What is expected
Each entry is to be output as written, so that none is missing.

↓

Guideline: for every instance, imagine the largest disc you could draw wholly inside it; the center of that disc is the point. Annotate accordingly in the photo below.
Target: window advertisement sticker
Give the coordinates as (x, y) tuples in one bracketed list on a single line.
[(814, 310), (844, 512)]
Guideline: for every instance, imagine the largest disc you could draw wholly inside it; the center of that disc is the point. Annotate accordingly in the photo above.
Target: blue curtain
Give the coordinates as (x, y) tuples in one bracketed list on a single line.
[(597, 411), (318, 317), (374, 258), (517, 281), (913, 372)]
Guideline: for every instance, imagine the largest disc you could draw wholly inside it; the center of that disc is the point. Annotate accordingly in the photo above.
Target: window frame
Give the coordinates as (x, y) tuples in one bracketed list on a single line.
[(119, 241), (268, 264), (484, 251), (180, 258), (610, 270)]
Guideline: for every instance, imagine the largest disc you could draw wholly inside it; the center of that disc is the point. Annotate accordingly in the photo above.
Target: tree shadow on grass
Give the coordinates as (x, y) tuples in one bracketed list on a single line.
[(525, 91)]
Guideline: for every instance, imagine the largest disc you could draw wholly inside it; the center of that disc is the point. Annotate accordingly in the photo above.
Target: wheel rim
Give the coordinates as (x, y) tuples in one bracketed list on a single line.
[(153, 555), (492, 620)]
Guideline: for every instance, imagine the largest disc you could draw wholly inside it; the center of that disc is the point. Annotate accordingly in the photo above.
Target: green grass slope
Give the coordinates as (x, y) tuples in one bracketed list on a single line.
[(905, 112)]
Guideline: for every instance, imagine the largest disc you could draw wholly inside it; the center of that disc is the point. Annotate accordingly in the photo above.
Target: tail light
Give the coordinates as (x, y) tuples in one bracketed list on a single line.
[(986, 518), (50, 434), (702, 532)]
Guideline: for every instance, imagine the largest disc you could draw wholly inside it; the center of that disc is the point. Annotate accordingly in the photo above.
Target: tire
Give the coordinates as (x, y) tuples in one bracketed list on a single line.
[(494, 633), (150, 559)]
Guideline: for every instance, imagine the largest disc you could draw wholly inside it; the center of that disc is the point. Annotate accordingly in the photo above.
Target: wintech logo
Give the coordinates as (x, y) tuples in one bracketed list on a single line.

↑

Response to this task
Guideline: for every instance, imagine the largest disc you could draw wholly inside it; the center of that disc is the point. Annotate accordingly in the photo below.
Target: window advertisement sticker
Give the coordinates as (x, y) tuples in one bracketed list on a single line.
[(814, 310), (844, 512)]
Guideline: for every instance, imagine the largest disc you could draw wholly inside it; the center of that disc is the point. Annotate accordingly in the photo above.
Target: blue curtain
Give the coordinates as (x, y) tuples in one bracketed list on a single line.
[(597, 411), (318, 317), (374, 258), (517, 281), (913, 372)]
Guideline: for every instance, imagine the largest disc you could draw wholly inside it; the center of that disc is the point. Annotate accordingly in the photo above.
Target: window frame
Give the coordinates as (x, y) tuples in one bracketed list on a single line.
[(119, 241), (268, 264), (484, 251), (180, 258), (610, 270)]
Guideline: for every instance, imagine the largest disc you could draw wholly inside it; the center of that disc is the point. Annotate accordingly in the photo above.
Target: tree shadow on grass
Give the coordinates as (x, y) tuples in one bracketed list on a single line.
[(525, 91)]
Guideline: for every instance, imagine the largest disc you could draw wholly inside it; the center of that disc is the point. Annotate accordingly in the photo above.
Target: wheel rim
Give the coordinates as (x, y) tuples in one bracketed list on a single line.
[(153, 555), (492, 620)]
Guideline: for every instance, imagine the largest disc you could draw wholly inside it; the center of that disc is the point. Annotate accordingly in the photo above.
Target: green grass slope
Give the coordinates as (x, y) tuples in one bracketed list on a single line.
[(905, 112)]
Guideline: for every instance, imagine the largest disc you could draw wholly inside it; the center of that disc is the point. Annotate accordingly in the photo above.
Target: tail light
Give the coordinates as (x, y) tuples in one bracketed list on a single line.
[(986, 518), (50, 434), (702, 532)]
Guideline: for every instance, imagine the largest disc you could draw wholly inside it; the center of that disc is the point. Annotate accordingly in the photo above.
Target: tire
Give the coordinates as (x, y) tuples in one bracketed list on a single line.
[(494, 633), (150, 559)]
Guideline: for every instance, imagine the largest disc you could draw wholly inside it; the center of that disc is the point. Annotate accordingly in the photo above.
Target: wintech logo
Give the coordinates as (x, y) tuples in one bracketed list on a single line.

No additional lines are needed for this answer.